Task instructions :: Please return, word for word, the lines below from the line with "point_to reports the position of each instance of the remote" to the line with "column 485, row 251", including both of those lines and nothing else.

Material for the task ::
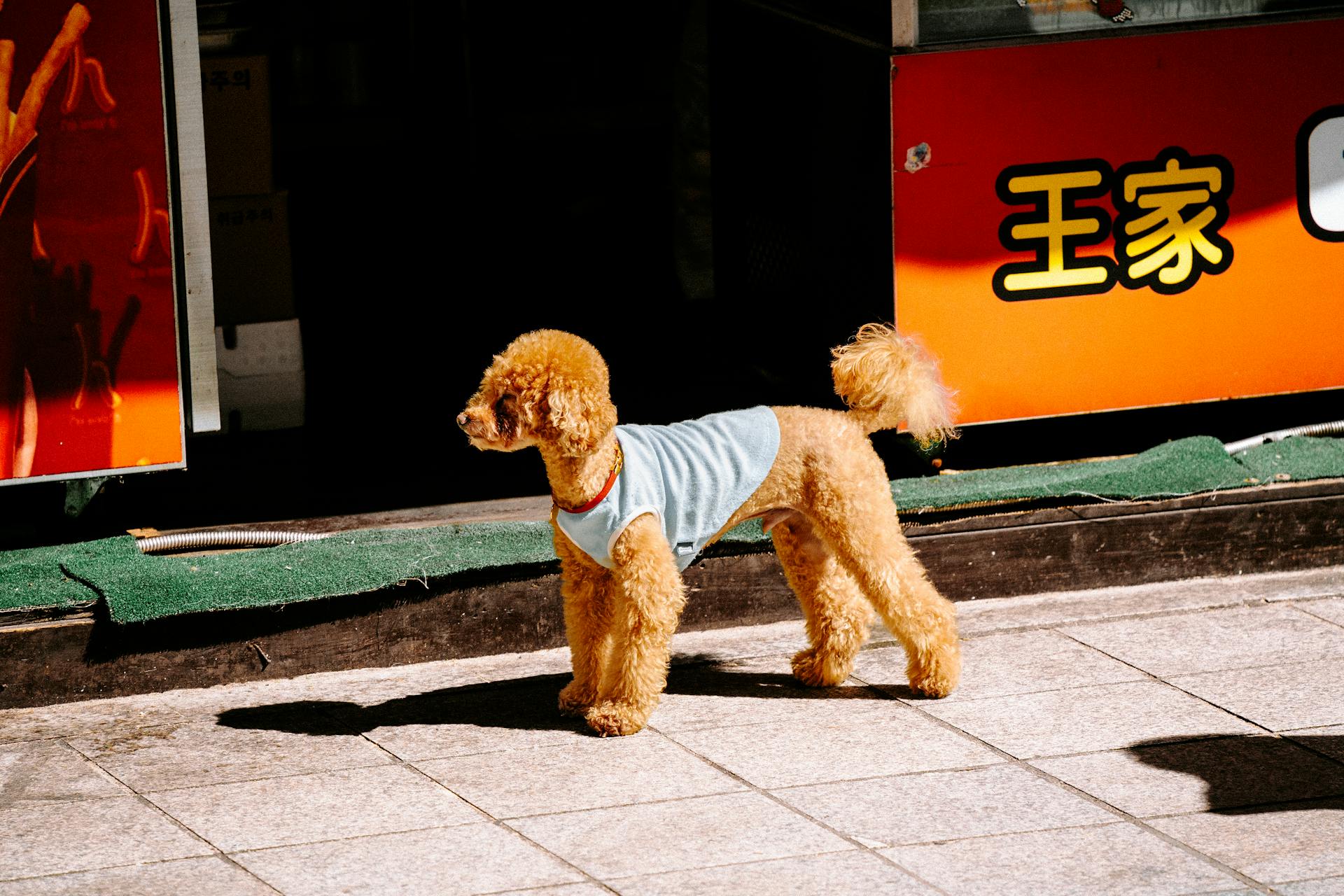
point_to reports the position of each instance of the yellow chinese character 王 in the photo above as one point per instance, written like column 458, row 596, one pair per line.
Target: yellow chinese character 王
column 1168, row 213
column 1054, row 230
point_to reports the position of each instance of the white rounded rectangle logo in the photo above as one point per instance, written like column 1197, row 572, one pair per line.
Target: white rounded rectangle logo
column 1320, row 174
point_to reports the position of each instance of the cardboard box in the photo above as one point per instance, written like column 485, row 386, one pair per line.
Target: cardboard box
column 235, row 104
column 249, row 248
column 261, row 375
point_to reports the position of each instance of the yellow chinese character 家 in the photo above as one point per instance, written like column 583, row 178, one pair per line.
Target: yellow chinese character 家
column 1054, row 230
column 1167, row 219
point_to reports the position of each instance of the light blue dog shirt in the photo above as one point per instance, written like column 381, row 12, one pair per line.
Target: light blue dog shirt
column 692, row 476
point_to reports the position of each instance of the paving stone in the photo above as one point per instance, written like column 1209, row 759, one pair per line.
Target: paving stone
column 445, row 862
column 944, row 805
column 701, row 832
column 689, row 648
column 854, row 874
column 1062, row 608
column 460, row 722
column 39, row 771
column 587, row 774
column 1004, row 664
column 207, row 876
column 1077, row 862
column 62, row 720
column 1300, row 695
column 561, row 890
column 280, row 812
column 519, row 666
column 1086, row 719
column 872, row 739
column 1303, row 583
column 92, row 833
column 1205, row 774
column 1331, row 610
column 267, row 745
column 749, row 692
column 1320, row 887
column 1294, row 841
column 1233, row 638
column 1328, row 741
column 741, row 643
column 991, row 614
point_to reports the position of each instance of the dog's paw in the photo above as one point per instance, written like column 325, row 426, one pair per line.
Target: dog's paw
column 574, row 700
column 939, row 675
column 818, row 669
column 615, row 719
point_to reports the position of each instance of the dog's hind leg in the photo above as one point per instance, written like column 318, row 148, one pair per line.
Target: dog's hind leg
column 587, row 590
column 647, row 602
column 855, row 514
column 835, row 608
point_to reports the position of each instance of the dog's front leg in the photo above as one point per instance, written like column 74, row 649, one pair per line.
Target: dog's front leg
column 587, row 589
column 647, row 602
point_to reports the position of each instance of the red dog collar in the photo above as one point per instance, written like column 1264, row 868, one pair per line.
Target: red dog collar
column 610, row 481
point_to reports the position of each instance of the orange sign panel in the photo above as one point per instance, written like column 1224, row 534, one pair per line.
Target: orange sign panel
column 1126, row 222
column 89, row 378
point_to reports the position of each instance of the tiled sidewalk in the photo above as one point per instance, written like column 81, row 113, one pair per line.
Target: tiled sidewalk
column 1163, row 739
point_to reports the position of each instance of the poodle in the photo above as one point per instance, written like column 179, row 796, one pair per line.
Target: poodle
column 635, row 504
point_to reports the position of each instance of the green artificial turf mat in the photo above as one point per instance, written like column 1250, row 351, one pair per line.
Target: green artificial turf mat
column 34, row 578
column 1174, row 469
column 140, row 587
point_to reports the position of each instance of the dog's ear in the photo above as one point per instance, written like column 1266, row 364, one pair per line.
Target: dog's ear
column 580, row 419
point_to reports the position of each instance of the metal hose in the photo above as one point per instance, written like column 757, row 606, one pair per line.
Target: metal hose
column 225, row 539
column 1278, row 435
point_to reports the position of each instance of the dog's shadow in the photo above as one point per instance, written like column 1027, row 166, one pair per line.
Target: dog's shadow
column 1257, row 774
column 522, row 704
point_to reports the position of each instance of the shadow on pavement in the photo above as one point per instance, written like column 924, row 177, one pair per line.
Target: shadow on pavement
column 1256, row 774
column 519, row 704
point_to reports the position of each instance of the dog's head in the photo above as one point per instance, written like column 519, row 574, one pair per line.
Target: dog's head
column 547, row 388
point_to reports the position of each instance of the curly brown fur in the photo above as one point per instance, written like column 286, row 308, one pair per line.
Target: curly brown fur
column 825, row 503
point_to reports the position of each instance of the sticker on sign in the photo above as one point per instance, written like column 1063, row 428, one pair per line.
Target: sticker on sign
column 1320, row 174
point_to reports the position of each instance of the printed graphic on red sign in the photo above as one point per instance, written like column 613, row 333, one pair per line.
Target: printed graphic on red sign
column 88, row 335
column 1068, row 250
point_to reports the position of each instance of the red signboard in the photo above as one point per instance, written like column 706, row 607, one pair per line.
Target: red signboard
column 88, row 336
column 1128, row 222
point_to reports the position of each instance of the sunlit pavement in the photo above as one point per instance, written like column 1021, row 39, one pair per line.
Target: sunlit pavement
column 1183, row 738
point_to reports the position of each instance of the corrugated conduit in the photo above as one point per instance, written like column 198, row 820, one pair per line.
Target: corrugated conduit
column 225, row 539
column 1278, row 435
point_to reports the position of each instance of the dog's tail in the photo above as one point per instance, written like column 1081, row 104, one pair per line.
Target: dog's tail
column 888, row 379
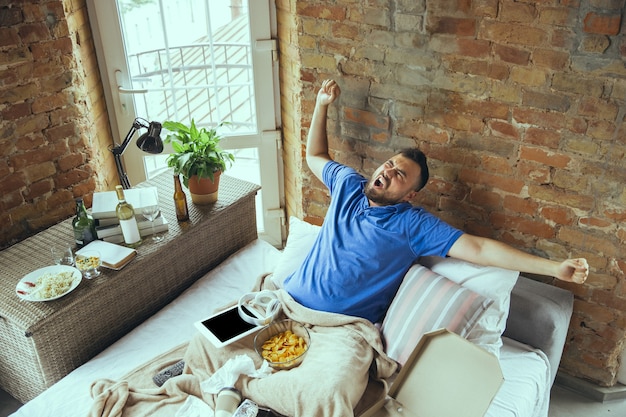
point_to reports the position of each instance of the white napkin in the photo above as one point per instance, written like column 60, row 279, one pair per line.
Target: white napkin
column 194, row 407
column 229, row 373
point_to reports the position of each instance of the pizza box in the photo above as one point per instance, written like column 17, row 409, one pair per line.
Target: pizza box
column 445, row 376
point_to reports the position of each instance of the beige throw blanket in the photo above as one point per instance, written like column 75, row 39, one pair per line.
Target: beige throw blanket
column 330, row 381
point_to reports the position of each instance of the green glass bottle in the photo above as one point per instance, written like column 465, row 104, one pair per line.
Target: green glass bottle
column 84, row 225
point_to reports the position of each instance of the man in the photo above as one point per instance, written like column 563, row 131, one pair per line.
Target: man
column 372, row 234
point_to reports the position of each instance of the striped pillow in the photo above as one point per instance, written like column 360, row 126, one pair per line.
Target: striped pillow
column 425, row 302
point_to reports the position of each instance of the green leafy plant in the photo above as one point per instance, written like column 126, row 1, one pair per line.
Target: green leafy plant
column 196, row 151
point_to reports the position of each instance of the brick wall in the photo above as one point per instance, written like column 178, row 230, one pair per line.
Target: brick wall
column 52, row 131
column 520, row 106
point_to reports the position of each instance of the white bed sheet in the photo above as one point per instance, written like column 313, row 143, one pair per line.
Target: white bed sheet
column 167, row 329
column 526, row 388
column 524, row 393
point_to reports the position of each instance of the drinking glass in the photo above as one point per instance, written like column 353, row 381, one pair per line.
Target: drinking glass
column 89, row 262
column 151, row 212
column 62, row 255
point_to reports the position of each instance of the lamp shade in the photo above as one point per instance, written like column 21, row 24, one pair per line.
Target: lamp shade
column 150, row 141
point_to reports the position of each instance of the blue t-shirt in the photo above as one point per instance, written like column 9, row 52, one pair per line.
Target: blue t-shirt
column 362, row 253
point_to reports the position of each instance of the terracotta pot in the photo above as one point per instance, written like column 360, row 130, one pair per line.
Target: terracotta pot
column 203, row 190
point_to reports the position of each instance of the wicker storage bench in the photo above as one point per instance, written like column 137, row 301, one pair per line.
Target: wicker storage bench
column 43, row 341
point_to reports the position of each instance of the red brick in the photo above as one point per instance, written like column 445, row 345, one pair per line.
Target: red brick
column 487, row 8
column 8, row 37
column 16, row 111
column 601, row 129
column 452, row 26
column 558, row 214
column 57, row 133
column 474, row 48
column 345, row 31
column 34, row 32
column 503, row 183
column 547, row 101
column 69, row 178
column 38, row 189
column 32, row 141
column 366, row 118
column 503, row 129
column 67, row 162
column 597, row 108
column 512, row 55
column 602, row 24
column 595, row 222
column 545, row 157
column 487, row 199
column 480, row 68
column 517, row 12
column 559, row 16
column 428, row 133
column 522, row 225
column 11, row 183
column 515, row 34
column 556, row 60
column 520, row 205
column 616, row 215
column 47, row 103
column 496, row 165
column 321, row 12
column 542, row 137
column 550, row 194
column 539, row 118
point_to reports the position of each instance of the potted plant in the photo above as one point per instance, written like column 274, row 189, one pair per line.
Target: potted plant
column 198, row 158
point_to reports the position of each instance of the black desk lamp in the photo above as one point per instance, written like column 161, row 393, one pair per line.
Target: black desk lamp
column 149, row 142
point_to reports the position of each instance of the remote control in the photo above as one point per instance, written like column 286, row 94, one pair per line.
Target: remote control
column 169, row 372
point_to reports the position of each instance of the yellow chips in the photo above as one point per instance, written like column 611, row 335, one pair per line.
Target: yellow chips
column 283, row 347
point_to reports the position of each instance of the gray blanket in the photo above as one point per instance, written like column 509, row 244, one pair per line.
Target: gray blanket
column 330, row 381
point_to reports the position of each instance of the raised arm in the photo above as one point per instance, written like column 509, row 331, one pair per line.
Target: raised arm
column 317, row 140
column 485, row 251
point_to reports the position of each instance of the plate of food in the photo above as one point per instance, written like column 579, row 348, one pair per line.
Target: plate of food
column 48, row 283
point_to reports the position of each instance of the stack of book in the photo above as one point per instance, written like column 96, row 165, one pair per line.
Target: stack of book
column 108, row 225
column 113, row 256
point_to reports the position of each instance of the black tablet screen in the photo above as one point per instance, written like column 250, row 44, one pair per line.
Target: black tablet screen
column 227, row 325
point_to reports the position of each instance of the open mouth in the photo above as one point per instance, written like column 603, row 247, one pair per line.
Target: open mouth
column 380, row 182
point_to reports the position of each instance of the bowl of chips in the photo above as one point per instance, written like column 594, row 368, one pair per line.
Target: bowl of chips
column 283, row 344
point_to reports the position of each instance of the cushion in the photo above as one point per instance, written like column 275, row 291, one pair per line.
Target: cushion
column 427, row 301
column 491, row 282
column 301, row 237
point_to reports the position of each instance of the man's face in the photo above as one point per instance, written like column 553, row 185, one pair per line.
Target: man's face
column 393, row 182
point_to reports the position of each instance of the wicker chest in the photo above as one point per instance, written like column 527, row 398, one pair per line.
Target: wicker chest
column 43, row 341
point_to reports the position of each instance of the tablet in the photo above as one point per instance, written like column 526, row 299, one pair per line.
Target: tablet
column 225, row 327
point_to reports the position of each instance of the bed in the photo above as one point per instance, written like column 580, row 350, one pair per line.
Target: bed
column 529, row 353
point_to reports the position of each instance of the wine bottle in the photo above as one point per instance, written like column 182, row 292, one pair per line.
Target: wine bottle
column 84, row 225
column 126, row 215
column 180, row 200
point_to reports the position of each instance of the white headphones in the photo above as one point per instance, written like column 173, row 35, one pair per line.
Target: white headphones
column 259, row 308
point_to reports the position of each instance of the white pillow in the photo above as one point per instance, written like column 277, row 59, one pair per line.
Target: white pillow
column 301, row 237
column 491, row 282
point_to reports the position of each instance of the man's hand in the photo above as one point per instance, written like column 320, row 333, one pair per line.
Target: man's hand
column 573, row 270
column 328, row 93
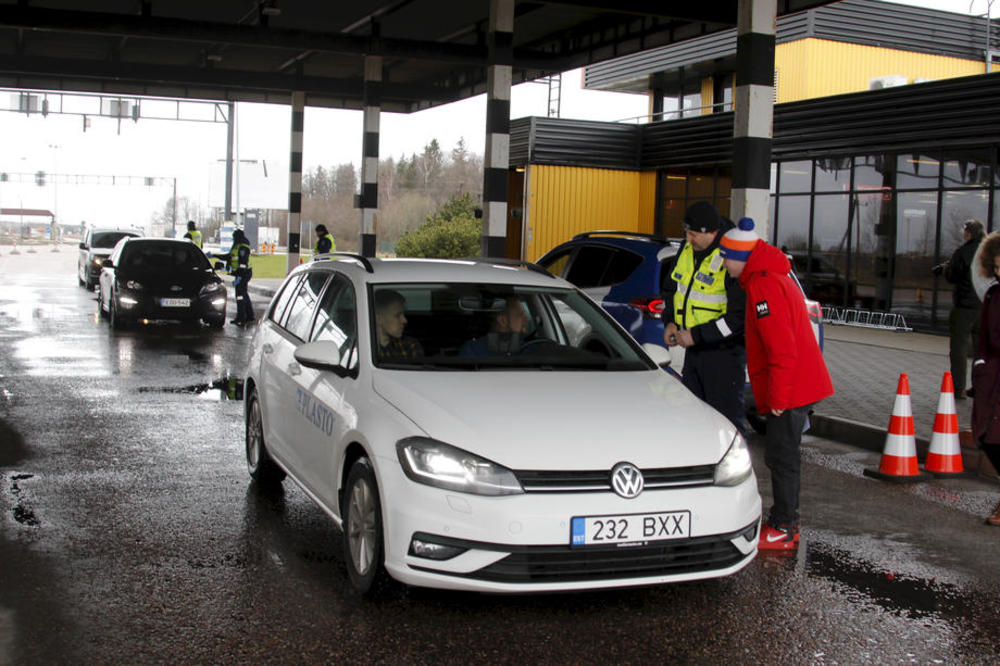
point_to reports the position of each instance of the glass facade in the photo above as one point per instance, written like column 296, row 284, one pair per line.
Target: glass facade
column 863, row 231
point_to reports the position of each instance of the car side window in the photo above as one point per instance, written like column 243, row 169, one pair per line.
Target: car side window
column 281, row 303
column 303, row 305
column 336, row 319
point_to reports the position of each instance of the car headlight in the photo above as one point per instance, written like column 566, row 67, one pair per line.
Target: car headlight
column 437, row 464
column 210, row 288
column 735, row 466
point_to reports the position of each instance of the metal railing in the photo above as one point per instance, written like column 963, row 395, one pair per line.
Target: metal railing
column 888, row 321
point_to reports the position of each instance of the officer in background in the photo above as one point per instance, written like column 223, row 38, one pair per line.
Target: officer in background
column 707, row 316
column 239, row 266
column 193, row 234
column 324, row 241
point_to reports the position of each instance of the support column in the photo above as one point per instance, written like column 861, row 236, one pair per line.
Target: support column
column 500, row 59
column 369, row 163
column 753, row 99
column 295, row 181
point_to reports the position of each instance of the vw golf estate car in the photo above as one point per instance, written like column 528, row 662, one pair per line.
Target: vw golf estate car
column 457, row 453
column 148, row 279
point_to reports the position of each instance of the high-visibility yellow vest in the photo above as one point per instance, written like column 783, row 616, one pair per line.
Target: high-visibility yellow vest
column 701, row 294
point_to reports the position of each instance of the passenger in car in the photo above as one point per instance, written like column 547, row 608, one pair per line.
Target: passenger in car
column 506, row 333
column 390, row 320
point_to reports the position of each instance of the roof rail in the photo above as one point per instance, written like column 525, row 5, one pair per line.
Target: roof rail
column 346, row 255
column 608, row 232
column 517, row 263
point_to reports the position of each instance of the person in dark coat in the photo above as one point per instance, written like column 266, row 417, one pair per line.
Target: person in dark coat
column 986, row 367
column 963, row 320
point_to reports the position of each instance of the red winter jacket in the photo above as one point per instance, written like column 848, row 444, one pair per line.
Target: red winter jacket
column 783, row 358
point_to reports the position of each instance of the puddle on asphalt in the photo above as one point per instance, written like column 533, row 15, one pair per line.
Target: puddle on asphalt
column 224, row 388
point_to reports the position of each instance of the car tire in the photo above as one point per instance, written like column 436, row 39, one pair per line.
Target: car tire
column 364, row 545
column 262, row 468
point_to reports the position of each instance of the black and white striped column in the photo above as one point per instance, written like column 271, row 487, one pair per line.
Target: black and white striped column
column 754, row 110
column 295, row 181
column 369, row 164
column 500, row 42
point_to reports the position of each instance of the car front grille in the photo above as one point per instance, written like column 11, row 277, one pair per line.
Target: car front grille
column 565, row 564
column 600, row 480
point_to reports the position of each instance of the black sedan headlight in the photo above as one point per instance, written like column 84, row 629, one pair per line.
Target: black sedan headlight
column 444, row 466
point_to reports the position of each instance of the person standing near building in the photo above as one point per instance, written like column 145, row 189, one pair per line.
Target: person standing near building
column 324, row 241
column 239, row 266
column 787, row 371
column 986, row 367
column 193, row 234
column 963, row 320
column 707, row 313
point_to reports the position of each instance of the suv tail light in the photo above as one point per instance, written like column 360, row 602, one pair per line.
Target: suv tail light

Solution for this task ::
point_to reports the position of each instance of the remote control in the photo above as one point per instance, written like column 286, row 94, one pair per line.
Target: remote control
column 169, row 372
point_to reports the position of each instance of the yellow chips in the photo above as one point per instance, written like column 611, row 335, one pair per line.
Target: yellow chips
column 283, row 347
point_to reports the position of each instance of the gray blanket in the photo above as one point per instance, written like column 509, row 244, one pair per line.
Target: gray blanket
column 330, row 381
point_to reports the position of each instance of the raised arm in the photo above as one point per instance, written like column 509, row 331, one pair per line.
Target: raised arm
column 317, row 140
column 485, row 251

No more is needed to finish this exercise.